### The problem
Copy nothing but the lines below running from the line containing "box: [457, 95, 572, 199]" through the line containing "positive clicks: (568, 286)", both end lines included.

### Records provided
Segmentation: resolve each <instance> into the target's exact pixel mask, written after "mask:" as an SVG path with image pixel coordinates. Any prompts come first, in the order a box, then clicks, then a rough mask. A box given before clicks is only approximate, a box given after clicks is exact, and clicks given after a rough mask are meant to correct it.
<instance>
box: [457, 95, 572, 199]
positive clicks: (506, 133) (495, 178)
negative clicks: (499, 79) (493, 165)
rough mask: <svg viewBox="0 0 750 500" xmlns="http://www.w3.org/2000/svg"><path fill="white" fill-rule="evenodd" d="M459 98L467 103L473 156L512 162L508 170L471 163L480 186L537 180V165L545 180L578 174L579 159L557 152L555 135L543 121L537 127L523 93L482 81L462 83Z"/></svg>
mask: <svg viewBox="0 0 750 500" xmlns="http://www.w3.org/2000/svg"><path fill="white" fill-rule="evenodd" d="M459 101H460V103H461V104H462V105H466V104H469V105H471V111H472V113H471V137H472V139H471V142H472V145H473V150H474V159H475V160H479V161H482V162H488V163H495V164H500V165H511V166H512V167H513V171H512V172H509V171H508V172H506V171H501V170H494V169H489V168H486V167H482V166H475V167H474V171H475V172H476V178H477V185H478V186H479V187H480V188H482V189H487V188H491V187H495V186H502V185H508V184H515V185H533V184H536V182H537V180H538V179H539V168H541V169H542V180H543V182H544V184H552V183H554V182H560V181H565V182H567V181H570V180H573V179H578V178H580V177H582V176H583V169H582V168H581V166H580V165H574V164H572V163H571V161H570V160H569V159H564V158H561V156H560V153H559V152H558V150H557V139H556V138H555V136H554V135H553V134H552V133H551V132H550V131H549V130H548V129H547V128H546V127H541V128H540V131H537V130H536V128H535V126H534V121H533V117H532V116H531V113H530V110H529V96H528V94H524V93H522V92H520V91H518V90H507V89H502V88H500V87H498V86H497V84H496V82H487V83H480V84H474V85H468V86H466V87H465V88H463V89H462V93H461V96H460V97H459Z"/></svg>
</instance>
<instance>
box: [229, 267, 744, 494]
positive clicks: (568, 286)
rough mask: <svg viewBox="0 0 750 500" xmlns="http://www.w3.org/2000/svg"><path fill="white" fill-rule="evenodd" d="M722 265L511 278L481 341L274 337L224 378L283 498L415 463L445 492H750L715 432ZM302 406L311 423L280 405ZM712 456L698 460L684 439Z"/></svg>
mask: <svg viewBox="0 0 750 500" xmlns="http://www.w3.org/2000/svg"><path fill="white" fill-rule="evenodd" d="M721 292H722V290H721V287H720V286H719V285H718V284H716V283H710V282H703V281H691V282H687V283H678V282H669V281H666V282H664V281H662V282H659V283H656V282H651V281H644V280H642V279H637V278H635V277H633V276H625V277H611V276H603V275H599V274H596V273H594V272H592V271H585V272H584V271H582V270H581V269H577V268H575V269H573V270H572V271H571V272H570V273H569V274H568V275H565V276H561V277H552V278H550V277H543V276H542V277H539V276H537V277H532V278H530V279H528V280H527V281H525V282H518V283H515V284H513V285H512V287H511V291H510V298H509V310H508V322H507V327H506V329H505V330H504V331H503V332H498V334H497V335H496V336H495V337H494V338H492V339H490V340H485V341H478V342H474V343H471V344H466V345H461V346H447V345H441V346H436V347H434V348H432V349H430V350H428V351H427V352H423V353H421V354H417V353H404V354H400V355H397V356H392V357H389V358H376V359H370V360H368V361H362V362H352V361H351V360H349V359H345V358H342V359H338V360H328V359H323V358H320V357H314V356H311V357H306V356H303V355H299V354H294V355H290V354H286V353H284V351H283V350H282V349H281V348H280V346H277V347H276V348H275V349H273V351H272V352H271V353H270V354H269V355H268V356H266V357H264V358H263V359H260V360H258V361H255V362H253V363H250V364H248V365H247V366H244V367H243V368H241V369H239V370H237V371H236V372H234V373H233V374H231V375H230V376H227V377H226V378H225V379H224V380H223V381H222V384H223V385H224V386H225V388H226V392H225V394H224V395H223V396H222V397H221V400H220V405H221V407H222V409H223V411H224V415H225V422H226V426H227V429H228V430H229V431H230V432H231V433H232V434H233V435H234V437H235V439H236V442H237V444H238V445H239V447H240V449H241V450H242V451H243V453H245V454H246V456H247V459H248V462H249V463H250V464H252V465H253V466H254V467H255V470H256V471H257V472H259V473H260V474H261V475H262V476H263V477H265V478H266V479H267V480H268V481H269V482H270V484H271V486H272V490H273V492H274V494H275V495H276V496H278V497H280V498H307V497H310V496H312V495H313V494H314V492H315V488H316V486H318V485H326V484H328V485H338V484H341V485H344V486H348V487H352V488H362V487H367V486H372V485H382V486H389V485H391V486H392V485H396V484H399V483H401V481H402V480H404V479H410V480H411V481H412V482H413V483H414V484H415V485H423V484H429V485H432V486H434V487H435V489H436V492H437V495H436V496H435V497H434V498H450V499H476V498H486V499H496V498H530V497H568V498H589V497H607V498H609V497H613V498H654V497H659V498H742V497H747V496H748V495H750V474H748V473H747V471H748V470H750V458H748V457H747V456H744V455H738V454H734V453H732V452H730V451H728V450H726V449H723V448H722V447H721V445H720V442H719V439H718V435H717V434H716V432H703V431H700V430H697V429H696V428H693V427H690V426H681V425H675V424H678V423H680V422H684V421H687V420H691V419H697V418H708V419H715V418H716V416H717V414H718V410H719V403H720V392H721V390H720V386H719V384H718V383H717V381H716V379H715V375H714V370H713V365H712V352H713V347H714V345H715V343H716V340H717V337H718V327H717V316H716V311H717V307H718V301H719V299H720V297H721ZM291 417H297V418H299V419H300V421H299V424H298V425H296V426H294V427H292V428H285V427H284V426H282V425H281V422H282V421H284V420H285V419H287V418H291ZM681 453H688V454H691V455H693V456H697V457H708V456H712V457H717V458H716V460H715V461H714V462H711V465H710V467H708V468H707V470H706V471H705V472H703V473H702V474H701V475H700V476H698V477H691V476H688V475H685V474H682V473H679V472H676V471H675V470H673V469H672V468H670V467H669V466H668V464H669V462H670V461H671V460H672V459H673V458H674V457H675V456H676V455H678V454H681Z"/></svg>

### Your response
box: [457, 95, 572, 199]
positive clicks: (506, 133) (495, 178)
negative clicks: (499, 79) (493, 165)
rough mask: <svg viewBox="0 0 750 500" xmlns="http://www.w3.org/2000/svg"><path fill="white" fill-rule="evenodd" d="M459 98L467 103L473 156L512 162L508 170L471 163L480 186L537 180V165L545 180L578 174L579 159L557 152L555 135L543 121L537 127L523 93L482 81L462 83Z"/></svg>
mask: <svg viewBox="0 0 750 500" xmlns="http://www.w3.org/2000/svg"><path fill="white" fill-rule="evenodd" d="M459 101H460V103H461V104H462V105H466V104H469V105H471V111H472V113H471V137H472V139H471V142H472V145H473V150H474V159H475V160H479V161H482V162H488V163H495V164H500V165H511V166H512V167H513V171H512V172H509V171H508V172H506V171H501V170H494V169H489V168H486V167H482V166H475V167H474V171H475V172H476V178H477V185H478V186H479V187H480V188H482V189H487V188H491V187H495V186H502V185H508V184H515V185H533V184H536V182H537V180H538V179H539V168H541V169H542V180H543V182H544V184H552V183H554V182H560V181H565V182H567V181H570V180H573V179H578V178H580V177H582V176H583V169H582V168H581V166H580V165H574V164H572V163H571V161H570V160H569V159H564V158H561V156H560V153H559V152H558V150H557V139H556V138H555V136H554V135H553V134H552V133H551V132H550V131H549V130H548V129H547V128H546V127H541V128H540V131H537V130H536V128H535V126H534V121H533V117H532V116H531V113H530V110H529V96H528V94H524V93H522V92H520V91H518V90H507V89H502V88H500V87H498V86H497V84H496V82H487V83H480V84H474V85H468V86H466V87H465V88H463V89H462V93H461V96H460V97H459Z"/></svg>
</instance>
<instance>
box: [229, 267, 744, 494]
positive clicks: (568, 286)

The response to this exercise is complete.